— start DATA SHOWN —

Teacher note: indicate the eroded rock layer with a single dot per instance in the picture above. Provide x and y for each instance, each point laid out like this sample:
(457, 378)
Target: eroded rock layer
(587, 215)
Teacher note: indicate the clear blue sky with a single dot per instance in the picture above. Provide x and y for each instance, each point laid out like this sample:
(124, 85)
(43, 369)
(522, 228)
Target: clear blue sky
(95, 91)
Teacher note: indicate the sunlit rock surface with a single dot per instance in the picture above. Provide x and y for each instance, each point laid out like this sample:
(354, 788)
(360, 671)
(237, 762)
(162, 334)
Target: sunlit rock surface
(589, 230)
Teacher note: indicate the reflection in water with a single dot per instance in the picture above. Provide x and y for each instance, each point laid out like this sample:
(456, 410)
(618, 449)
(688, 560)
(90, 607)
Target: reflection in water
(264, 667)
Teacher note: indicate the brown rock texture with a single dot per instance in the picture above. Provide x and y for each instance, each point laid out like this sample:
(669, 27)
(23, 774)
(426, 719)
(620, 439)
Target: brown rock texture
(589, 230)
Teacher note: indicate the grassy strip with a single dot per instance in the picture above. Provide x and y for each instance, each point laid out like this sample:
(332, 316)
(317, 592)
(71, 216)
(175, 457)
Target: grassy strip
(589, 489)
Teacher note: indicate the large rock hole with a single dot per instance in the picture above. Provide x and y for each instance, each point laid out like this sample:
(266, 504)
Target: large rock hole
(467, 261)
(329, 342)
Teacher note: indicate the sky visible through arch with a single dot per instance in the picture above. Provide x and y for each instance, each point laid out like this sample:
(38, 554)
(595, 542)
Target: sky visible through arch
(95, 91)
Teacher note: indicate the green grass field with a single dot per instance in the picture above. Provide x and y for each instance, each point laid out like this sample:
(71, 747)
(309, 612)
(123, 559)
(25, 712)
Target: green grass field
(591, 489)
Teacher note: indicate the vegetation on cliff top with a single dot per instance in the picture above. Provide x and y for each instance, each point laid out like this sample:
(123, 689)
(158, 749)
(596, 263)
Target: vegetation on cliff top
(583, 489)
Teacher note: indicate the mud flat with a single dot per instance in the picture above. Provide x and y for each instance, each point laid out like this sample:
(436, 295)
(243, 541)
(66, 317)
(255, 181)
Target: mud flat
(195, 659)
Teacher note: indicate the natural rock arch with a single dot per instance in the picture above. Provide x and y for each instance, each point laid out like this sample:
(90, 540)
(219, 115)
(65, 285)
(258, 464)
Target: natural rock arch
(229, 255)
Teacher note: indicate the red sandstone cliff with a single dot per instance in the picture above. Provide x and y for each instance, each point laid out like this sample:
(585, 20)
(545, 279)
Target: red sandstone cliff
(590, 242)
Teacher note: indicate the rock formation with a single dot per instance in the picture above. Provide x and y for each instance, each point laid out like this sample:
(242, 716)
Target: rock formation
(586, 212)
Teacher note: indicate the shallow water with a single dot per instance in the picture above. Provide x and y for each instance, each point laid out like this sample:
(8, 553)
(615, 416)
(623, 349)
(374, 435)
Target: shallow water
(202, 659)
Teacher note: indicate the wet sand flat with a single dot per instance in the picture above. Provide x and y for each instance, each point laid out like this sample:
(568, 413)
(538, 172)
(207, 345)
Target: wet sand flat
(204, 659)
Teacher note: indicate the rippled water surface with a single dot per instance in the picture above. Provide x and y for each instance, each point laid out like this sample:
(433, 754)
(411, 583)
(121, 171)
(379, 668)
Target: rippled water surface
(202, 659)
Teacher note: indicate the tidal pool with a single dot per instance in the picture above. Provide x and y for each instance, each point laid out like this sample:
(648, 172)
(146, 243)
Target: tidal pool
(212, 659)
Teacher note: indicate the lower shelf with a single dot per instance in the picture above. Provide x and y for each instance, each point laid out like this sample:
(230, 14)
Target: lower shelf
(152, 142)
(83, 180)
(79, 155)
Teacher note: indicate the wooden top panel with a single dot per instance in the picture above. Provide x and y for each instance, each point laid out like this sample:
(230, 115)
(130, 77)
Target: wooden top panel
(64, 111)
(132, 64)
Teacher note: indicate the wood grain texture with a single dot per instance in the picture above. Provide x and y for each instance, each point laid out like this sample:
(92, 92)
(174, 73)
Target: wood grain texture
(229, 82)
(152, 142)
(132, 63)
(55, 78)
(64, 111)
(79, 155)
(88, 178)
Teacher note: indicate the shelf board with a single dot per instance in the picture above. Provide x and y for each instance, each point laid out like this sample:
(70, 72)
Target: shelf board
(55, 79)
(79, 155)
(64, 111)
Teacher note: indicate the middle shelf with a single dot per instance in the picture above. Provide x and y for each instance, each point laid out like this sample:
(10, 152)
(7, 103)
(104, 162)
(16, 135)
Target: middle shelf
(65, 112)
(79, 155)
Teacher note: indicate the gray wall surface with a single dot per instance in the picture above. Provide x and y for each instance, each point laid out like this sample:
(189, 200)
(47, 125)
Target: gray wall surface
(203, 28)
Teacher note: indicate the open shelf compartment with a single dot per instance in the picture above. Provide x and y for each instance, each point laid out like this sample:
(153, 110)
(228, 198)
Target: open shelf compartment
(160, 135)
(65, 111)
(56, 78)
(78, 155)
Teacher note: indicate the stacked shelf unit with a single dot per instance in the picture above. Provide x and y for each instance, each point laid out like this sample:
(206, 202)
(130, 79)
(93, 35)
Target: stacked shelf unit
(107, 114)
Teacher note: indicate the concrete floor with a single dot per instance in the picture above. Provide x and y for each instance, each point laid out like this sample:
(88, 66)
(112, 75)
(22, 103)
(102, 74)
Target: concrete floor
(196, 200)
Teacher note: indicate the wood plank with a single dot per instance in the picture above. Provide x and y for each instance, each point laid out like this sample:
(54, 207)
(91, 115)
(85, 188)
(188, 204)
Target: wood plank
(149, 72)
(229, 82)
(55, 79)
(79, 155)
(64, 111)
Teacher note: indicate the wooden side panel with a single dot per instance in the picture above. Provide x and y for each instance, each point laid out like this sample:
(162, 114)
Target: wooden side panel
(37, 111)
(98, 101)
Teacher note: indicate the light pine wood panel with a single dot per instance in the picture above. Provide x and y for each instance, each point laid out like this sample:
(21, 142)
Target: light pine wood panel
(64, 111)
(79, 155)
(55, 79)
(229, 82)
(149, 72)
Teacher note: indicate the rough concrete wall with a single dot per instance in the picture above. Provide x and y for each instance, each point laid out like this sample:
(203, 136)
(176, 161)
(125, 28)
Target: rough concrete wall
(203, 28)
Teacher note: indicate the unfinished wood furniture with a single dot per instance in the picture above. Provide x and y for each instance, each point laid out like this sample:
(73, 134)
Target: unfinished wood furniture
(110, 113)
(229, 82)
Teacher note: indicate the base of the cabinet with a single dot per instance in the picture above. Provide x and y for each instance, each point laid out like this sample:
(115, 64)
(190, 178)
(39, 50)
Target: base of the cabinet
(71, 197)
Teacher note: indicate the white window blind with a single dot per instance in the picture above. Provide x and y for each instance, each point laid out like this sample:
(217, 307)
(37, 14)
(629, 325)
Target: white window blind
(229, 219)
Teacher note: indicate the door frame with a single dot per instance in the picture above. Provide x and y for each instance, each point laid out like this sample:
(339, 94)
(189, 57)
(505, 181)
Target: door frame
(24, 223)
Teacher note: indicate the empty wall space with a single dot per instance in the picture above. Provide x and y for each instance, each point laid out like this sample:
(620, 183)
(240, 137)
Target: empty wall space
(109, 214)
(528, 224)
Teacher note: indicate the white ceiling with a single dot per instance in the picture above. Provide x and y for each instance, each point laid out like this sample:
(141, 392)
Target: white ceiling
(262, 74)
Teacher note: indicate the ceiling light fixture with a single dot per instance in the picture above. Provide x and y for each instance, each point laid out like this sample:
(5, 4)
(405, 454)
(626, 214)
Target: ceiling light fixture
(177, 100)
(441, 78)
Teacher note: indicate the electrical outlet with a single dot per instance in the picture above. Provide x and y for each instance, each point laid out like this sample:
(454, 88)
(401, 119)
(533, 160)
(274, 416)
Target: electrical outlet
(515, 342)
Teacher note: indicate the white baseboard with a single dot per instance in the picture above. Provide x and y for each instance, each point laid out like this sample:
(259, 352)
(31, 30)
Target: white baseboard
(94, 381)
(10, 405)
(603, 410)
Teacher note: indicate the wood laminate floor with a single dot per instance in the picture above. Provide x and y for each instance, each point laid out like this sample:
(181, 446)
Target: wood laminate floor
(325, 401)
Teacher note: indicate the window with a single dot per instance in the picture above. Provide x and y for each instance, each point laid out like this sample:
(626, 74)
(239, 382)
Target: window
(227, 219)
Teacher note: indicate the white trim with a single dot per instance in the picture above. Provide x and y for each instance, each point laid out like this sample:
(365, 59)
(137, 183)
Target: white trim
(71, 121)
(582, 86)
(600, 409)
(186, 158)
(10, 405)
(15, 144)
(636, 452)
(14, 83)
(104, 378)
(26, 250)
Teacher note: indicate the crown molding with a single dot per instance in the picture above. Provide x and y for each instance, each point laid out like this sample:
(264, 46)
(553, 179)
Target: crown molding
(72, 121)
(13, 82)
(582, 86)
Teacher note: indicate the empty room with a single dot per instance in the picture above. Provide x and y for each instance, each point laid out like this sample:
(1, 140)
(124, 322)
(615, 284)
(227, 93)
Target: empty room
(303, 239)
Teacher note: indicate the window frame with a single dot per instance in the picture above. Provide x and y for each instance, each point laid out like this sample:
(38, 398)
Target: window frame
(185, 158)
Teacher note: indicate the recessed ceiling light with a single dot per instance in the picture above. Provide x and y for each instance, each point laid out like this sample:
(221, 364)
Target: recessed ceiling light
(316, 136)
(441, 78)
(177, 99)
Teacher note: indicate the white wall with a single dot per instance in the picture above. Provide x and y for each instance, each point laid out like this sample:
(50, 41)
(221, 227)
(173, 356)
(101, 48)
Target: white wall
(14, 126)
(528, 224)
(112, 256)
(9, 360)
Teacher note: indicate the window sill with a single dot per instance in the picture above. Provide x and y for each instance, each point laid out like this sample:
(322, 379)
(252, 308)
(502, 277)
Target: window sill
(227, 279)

— end DATA SHOWN —

EXERCISE TASK: Find the line with "Teacher note: indicate the white wall" in the listing above, then write out that line and each remaining line exactly, with no other text.

WRITTEN ANSWER:
Teacher note: indicate the white wall with a single dot per instance in the picture above. Provide x and y for each instance, each point laid out like this sample:
(50, 41)
(221, 227)
(173, 356)
(101, 48)
Target: white wall
(14, 126)
(528, 224)
(112, 256)
(9, 360)
Teacher note: indicate the window sill with a single dot per instance in the picture above. Provide x and y for each instance, each point laid out like this sample:
(322, 379)
(252, 308)
(502, 277)
Target: window sill
(227, 279)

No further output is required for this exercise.